#### Task directions
Sum up the article on proportional influence voting below in two sentences.
begin Supplied passage
Proportional Influence voting schemes

(Note: The original voting method examined in this article, although it was interesting to me at the time it was written, was a terribly implemented idea. I have removed most of the nonsense cruft in this update.)

Under democracy one party always devotes its chief energies to trying to prove that the other party is unfit to rule – and both commonly succeed, and are right.
― H. L. Mencken is one of the most interesting political websites around.  Its contributors advocate and research various ways of dramatically improving the voting methods in use in democracies, including especially the titular Range Voting method.  Range voting performed in voting districts could be just as useful for the public as nationwide proportional representation (P.R.) votes, and potentially even better due to its tendency to elect centrist candidates.   Both range voting and proportional representation would be wonderful reforms here in the U.S.


But recently it’s been made clear to me that all such voting methods are missing out on one feature that I find quite desirable.  Political representation does not imply political influence.  Here in my town there have been weeks of hoopla about our local politics, with thousands of working mothers out protesting nightly the perceived invasions by their legislature.  Oddly and wonderfully enough, they seem fully cognizant of the fact that their protests will have zero actual effect on governance, and they are maintaining morale even so.  Reflecting on the futility of the passionate minority’s efforts, it occurred to me belatedly that despite the most perfectly chosen Condorcet-winning slate of candidates or the most ideally proportionally representative legislative body, because they use ordinary plurality voting in the legislative body’s votes, the majority faction is granted total control.  This effect is strikingly undesirable (to the minority!) and feels to me deeply antagonistic to the ideal of collective self-government.  So I set about finding a voting scheme for legislative bodies that supports an ideal that I am provisionally calling “Proportional Influence” (P.I.), which applies when voting on uncompromisable questions and means each faction will tend to win a proportion of the votes close to the proportion of their members in the legislature.  Also of interest is an ideal I’ll provisionally call “Proportional Satisfaction” (P.S.), which applies when voting on compromisable questions and means the winning compromise position of a vote will tend to give a level of satisfaction to each faction close to the proportion of their members in the legislature.  An assumption of mine behind the search for a P.I. voting scheme is that minorities often have a few non-negotiable issues which, if they can just secure their way regarding those, they will rankle less at the rule of the majority.  Thus a P.I. system might encourage a greater sense among voters that their union is intended for and reflective of the common good.
end Supplied passage
begin Given information
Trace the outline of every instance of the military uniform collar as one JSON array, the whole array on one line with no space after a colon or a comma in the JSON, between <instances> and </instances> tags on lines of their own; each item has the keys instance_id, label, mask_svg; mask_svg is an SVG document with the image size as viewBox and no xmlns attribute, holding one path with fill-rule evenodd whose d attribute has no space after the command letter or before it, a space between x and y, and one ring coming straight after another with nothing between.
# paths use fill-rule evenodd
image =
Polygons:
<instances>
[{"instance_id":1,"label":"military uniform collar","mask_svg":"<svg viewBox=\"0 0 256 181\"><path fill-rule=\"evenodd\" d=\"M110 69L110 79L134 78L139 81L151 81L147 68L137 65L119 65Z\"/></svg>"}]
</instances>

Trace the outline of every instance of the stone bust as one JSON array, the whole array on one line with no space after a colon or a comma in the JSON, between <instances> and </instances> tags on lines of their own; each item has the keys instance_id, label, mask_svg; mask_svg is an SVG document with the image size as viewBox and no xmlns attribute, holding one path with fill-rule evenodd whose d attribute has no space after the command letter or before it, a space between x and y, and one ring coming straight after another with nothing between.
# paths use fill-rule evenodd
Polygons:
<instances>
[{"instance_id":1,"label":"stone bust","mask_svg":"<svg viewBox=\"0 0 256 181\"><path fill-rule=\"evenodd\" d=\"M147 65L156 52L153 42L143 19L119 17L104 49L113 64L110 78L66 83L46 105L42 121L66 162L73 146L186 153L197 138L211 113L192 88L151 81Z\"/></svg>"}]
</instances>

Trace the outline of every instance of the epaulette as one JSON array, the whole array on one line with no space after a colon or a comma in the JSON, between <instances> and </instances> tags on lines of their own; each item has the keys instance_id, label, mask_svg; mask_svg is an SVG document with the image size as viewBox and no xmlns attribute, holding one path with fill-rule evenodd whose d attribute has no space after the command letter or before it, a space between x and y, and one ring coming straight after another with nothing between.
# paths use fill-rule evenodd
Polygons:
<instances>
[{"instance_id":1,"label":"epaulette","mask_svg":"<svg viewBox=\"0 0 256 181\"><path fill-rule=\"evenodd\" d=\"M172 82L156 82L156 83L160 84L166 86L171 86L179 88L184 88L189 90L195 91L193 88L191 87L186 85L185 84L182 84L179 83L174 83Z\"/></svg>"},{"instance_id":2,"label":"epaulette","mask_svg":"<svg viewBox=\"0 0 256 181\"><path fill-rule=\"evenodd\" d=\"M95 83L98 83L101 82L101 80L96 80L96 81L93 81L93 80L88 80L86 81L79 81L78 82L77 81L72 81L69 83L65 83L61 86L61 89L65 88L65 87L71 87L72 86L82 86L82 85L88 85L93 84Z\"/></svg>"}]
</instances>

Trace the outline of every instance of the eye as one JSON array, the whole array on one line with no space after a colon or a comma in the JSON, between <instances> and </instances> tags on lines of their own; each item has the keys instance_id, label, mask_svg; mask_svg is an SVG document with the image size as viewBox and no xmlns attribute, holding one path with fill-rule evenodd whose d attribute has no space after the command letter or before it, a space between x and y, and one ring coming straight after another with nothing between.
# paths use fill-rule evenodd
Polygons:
end Given information
#### Task response
Even when voting methods like range voting or proportional representation choose a legislature well, plurality voting inside that body gives the majority faction total control, so representation does not mean influence. The writer therefore looks for a legislative voting scheme built on "Proportional Influence," where each faction wins a share of votes on uncompromisable questions close to its share of members, assuming that minorities who secure a few non-negotiable issues will resent majority rule less.